Set exercise:
Reproduce all the entries exactly and keep the pictures out.

Stored records:
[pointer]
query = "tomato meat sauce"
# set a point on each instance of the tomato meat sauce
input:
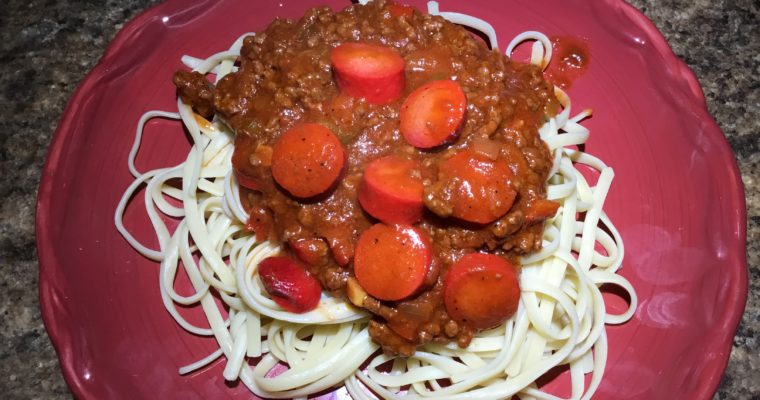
(396, 159)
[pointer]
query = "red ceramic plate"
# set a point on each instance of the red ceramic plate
(677, 200)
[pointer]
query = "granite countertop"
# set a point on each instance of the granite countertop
(46, 48)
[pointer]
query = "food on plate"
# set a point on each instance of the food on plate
(378, 186)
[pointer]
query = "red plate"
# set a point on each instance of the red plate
(677, 200)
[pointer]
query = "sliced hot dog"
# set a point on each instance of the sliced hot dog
(307, 160)
(391, 261)
(431, 115)
(472, 187)
(391, 190)
(371, 71)
(289, 285)
(481, 290)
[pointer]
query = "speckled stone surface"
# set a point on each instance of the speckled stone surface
(47, 47)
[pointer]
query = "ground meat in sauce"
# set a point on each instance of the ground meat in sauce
(285, 77)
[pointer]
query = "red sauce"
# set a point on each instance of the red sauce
(569, 61)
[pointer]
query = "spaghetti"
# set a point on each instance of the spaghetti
(560, 320)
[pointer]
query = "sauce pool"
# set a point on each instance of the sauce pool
(570, 60)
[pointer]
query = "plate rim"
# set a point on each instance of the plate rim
(53, 311)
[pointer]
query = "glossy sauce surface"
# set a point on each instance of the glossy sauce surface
(286, 78)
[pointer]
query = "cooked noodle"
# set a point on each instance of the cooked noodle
(560, 320)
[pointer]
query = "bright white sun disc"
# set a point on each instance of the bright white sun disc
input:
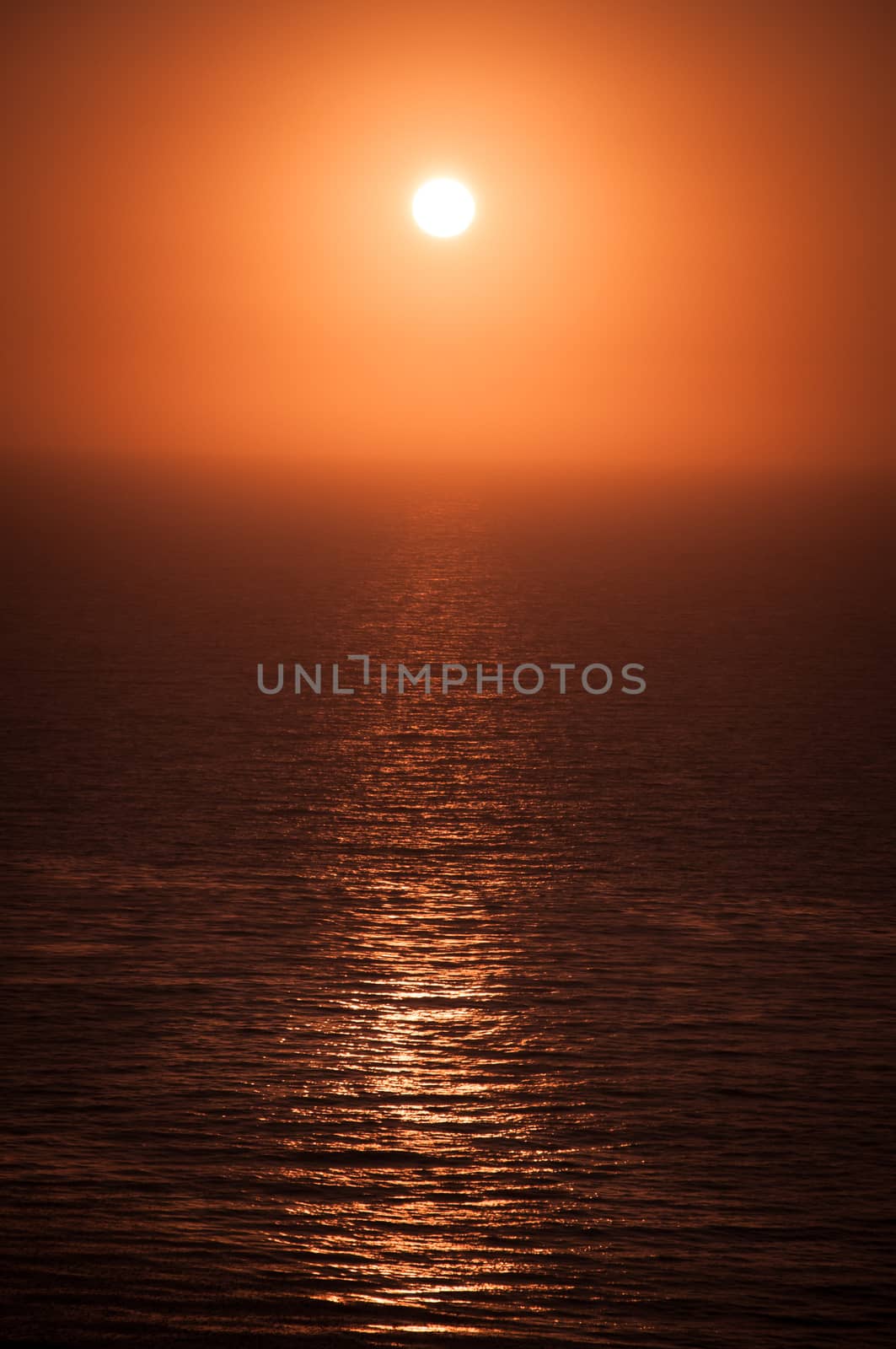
(443, 207)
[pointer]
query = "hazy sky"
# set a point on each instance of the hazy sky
(671, 262)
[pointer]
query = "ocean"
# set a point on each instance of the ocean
(449, 1018)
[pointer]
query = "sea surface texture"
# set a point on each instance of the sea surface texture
(449, 1018)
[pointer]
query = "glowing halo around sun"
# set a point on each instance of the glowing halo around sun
(443, 207)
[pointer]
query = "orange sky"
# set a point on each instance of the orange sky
(669, 263)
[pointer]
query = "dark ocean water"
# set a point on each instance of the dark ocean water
(431, 1020)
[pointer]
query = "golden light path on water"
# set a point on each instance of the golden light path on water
(424, 1164)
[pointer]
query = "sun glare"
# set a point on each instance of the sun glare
(443, 207)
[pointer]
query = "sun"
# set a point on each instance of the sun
(443, 207)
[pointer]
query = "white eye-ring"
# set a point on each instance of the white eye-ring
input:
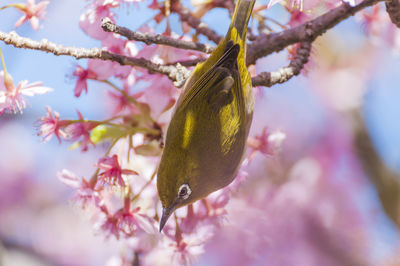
(184, 191)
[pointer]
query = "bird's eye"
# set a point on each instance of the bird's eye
(184, 191)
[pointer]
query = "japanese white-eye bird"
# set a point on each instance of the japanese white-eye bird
(207, 135)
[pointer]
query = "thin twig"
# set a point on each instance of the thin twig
(195, 23)
(178, 73)
(393, 9)
(284, 74)
(307, 32)
(149, 38)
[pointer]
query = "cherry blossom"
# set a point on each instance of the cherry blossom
(80, 129)
(50, 126)
(126, 221)
(85, 192)
(12, 97)
(112, 171)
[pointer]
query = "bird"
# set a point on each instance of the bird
(206, 137)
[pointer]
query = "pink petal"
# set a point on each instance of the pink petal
(35, 22)
(69, 178)
(33, 88)
(21, 21)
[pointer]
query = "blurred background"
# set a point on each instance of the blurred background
(349, 88)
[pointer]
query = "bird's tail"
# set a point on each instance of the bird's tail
(240, 20)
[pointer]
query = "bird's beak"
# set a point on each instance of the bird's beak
(166, 214)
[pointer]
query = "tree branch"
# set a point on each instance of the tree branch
(268, 79)
(195, 23)
(393, 9)
(307, 32)
(148, 38)
(178, 73)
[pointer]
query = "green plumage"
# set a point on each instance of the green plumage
(207, 134)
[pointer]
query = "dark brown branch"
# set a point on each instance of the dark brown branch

Exercise answer:
[pointer]
query = "tomato meat sauce"
# set a point on each instance of the tomato meat sauce
input:
(396, 159)
[pointer]
query = "red ceramic plate"
# set a point on each instance of the red ceramic plate
(677, 200)
[pointer]
query = "granite countertop"
# set a point on each instance of the granite countertop
(46, 48)
[pointer]
query = "food on plate"
# set a point on each instance of the food on plate
(378, 186)
[pointer]
query = "red plate"
# set a point on each instance of the red plate
(677, 200)
[pointer]
query = "sliced hot dog"
# set a point on each instance of the sliced hot dog
(307, 160)
(391, 261)
(431, 115)
(472, 187)
(391, 190)
(371, 71)
(289, 285)
(481, 290)
[pointer]
query = "speckled stone surface"
# set a point on each instance of the speckled stone surface
(47, 47)
[pointer]
query = "ground meat in sauce"
# set a point on each instance of the ground meat in sauce
(285, 77)
[pointer]
query = "red sauce"
# set a point on each instance of the red sauce
(569, 61)
[pointer]
query = "spaghetti"
# set a point on each instance of the spaghetti
(560, 320)
[pointer]
query = "sauce pool"
# set a point on each instance of the sauce pool
(570, 60)
[pointer]
query = "plate rim"
# set a point on each instance of the plate rim
(53, 311)
[pointer]
query = "glossy sauce surface"
# set a point on each instance of the glossy sauce surface
(286, 78)
[pointer]
query = "cooked noodle"
# set a point on each instance of the cooked noodle
(560, 320)
[pointer]
query = "bright white sun disc"
# set a point on each instance of the bright white sun disc
input:
(443, 207)
[pointer]
query = "hazy sky"
# set a point on each instance of the hazy sky
(671, 262)
[pointer]
query = "ocean"
# set a point on each instance of the ocean
(449, 1018)
[pointer]
query = "sea surface texture"
# set a point on each instance of the sea surface texture
(449, 1018)
[pointer]
query = "glowing halo around sun"
# set a point on each instance of the glowing halo around sun
(443, 207)
[pointer]
query = "orange sky"
# set a point on each instance of the orange sky
(669, 263)
[pointer]
query = "dark ocean water"
# set a point on each instance of the dark ocean water
(431, 1020)
[pointer]
query = "golden light path on water"
# set a point on each instance of the golden light path on water
(424, 1164)
[pointer]
query = "sun glare"
# set a point on each instance of the sun glare
(443, 207)
[pointer]
query = "sun"
# set a point on each instance of the sun
(443, 207)
[pointer]
query = "white eye-ring"
# set a point on each instance of the white eye-ring
input:
(184, 191)
[pointer]
query = "bird's eye"
# set a point on each instance of the bird's eye
(184, 191)
[pointer]
query = "japanese white-eye bird"
# set a point on each instance of the japanese white-eye bird
(207, 135)
[pointer]
query = "thin twig"
# set a point on each instance of the thin twig
(195, 23)
(178, 73)
(393, 9)
(284, 74)
(307, 32)
(149, 38)
[pointer]
query = "cherry blossom"
# set a point on each instance of the cherry blossom
(80, 129)
(50, 126)
(126, 221)
(85, 192)
(12, 97)
(112, 171)
[pointer]
query = "bird"
# set a point on each instance of the bird
(206, 137)
[pointer]
query = "pink petal"
# set a point on each instance of the pink petal
(35, 22)
(69, 178)
(33, 88)
(21, 21)
[pointer]
query = "blurred background"
# set a point on each instance of the blurred background
(349, 88)
[pointer]
query = "bird's tail"
# set a point on each instance of the bird's tail
(240, 20)
[pointer]
query = "bird's beak"
# set a point on each instance of the bird's beak
(166, 214)
[pointer]
query = "tree branch"
# set a point on each instance of the tree branch
(268, 79)
(195, 23)
(393, 9)
(307, 32)
(148, 38)
(178, 73)
[pointer]
query = "green plumage"
# set a point on each instance of the green plumage
(207, 134)
[pointer]
query = "dark brown branch"
# set a point on each instance of the dark brown branch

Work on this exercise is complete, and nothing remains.